• [What is being asked]: In the material below, rewrite everything from the line containing "Each instance of the crowd" down to the end of the material as a numbered list, and leave out any blank lines.

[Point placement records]
------------------------------

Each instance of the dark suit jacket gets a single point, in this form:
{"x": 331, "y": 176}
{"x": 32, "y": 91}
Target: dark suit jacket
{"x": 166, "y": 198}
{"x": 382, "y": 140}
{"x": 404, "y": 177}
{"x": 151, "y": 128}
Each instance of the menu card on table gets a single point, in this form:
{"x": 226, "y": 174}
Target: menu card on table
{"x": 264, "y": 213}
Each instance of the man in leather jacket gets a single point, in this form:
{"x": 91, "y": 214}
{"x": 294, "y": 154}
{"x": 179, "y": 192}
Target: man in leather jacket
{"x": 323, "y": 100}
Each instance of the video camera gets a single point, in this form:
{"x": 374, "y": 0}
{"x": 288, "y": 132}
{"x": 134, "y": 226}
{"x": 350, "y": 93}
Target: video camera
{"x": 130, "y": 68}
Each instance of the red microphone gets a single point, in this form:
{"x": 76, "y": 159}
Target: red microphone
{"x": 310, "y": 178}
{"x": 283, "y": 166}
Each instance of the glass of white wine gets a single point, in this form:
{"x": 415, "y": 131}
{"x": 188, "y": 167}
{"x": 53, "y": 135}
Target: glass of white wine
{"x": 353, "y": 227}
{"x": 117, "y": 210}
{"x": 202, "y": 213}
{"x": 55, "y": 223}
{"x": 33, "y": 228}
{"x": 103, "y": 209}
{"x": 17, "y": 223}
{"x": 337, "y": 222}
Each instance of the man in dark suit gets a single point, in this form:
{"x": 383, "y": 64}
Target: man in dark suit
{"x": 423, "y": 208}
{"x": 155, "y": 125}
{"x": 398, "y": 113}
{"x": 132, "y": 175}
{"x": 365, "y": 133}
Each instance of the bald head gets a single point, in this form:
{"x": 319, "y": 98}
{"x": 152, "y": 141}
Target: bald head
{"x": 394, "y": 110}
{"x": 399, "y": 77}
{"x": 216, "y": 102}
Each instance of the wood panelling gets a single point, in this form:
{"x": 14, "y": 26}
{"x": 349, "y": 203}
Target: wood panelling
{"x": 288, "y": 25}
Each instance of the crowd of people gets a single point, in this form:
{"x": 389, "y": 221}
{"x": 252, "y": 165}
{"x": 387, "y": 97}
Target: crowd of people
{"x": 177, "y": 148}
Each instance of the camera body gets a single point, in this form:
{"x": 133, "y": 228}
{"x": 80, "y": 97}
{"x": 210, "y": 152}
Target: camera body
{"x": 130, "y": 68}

------------------------------

• [Answer below]:
1. Each instance of the crowd of people gets a single point, in this form:
2. {"x": 389, "y": 221}
3. {"x": 252, "y": 165}
4. {"x": 387, "y": 97}
5. Target: crowd of people
6. {"x": 177, "y": 148}
7. Each instance of the camera body gets a single point, in this form:
8. {"x": 133, "y": 228}
9. {"x": 80, "y": 97}
10. {"x": 210, "y": 152}
11. Target: camera body
12. {"x": 130, "y": 68}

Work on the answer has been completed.